Required tasks:
1. Translate into French this sentence from the article on Aliqoli Khan below: "In 1654, Aliqoli Khan fell out of favor with then incumbent king Abbas II."
2. List every relative of Aliqoli Khan named in the personal details of the article below, with the relationship given for each.
3. Write a continuation of the article on Aliqoli Khan below, beginning after its final sentence.

Text excerpt:
──────────────────────────────

Sepahsalar-e Iran
- In office 1650–1654
- Preceded by: Mortezaqoli Khan Qajar

Governor of the Azerbaijan Province
- In office 1650–1651
- Preceded by: Pir Budaq Khan (Pornak Torkman)
- Succeeded by: Aliqoli Khan Davalu

Personal details
- Died: 1667
- Parent: Bijan Beg (father);
- Relatives: Rostam Khan (brother) Isa Khan (brother) Imam-Quli Khan (father-in-law)
- Clan: Saakadze

Military service
- Allegiance: Safavid Iran

= Aliqoli Khan =

Government and military official in Safavid Iran

Aliqoli Khan (علیقلی بیگ کرجی; d. 1667) was a Safavid official, gholam, and high-ranking military commander of Georgian origin, who served during the reign of three consecutive Safavid kings (shahs); Safi (r. 1629–1642), Abbas II (r. 1642–1666) and Suleiman I (r. 1666–1694)

A member of the Saakadze clan, he was a son of Bijan Beg and a brother to Rostam Khan (d. 1644) and Isa Khan (d. 1654). Known for his "remarkable career", which spanned some fifty years, Aliqoli was at first entitled "beg" but later became "khan". He held the high posts of chancellor/chief justice (divanbegi), commander-in-chief (sepahsalar-e Iran) and governor (beglarbeg) of the Azerbaijan Province.

In 1654, Aliqoli Khan fell out of favor with then incumbent king Abbas II. Known for being the most capable Safavid ruler after his great-grandfather Abbas I (r. 1588–1629), Abbas II effectively tackled many issues that had risen as a result of Safi's reign, including in the military administration. Following complaints by soldiers, Aliqoli Khan's conduct was examined by Abbas II; as a result, he was fired on the spot. Later, during the reign of Abbas II's son and successor Suleiman I, Aliqoli Khan was rehabilitated, and Suleiman I reappointed him as the sepahsalar-e Iran.

──────────────────────────────

Record excerpts:
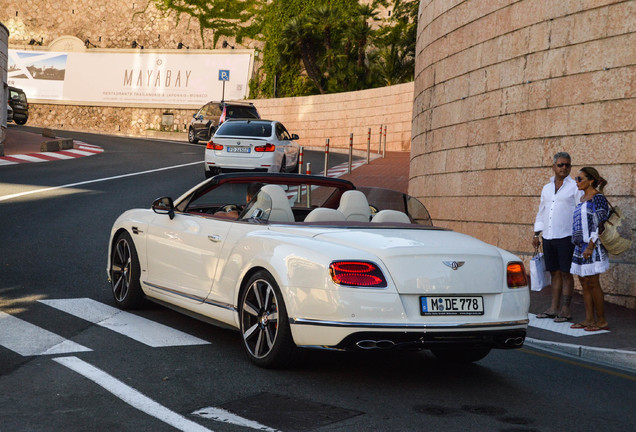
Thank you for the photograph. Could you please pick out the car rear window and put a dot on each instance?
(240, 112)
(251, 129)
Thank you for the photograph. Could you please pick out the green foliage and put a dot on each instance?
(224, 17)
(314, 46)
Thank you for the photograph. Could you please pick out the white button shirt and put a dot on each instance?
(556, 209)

──────────────────────────────

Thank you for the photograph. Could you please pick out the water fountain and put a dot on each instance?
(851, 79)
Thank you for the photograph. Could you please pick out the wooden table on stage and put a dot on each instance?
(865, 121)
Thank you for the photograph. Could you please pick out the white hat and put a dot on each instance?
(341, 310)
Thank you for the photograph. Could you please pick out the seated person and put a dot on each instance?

──────────────────────────────

Task results:
1. En 1654, Aliqoli Khan tomba en disgrâce auprès du roi alors régnant, Abbas II.

2.
- Bijan Beg (father)
- Rostam Khan (brother)
- Isa Khan (brother)
- Imam-Quli Khan (father-in-law)

3.
According to the French traveller Jean Chardin, Aliqoli Khan was the de facto ruler of the Safavid Empire by the time of his death in 1667. He was married to a daughter of Imam-Quli Khan.

==Sources==
- Floor, Willem (2001). "Safavid Government Institutions"
- Floor, Willem M. (2008). "Titles and Emoluments in Safavid Iran: A Third Manual of Safavid Administration, by Mirza Naqi Nasiri"
- Maeda, Hirotake (2003). "On the Ethno-Social Background of Four Gholām Families from Georgia in Safavid Iran"
- Matthee, Rudi (2001)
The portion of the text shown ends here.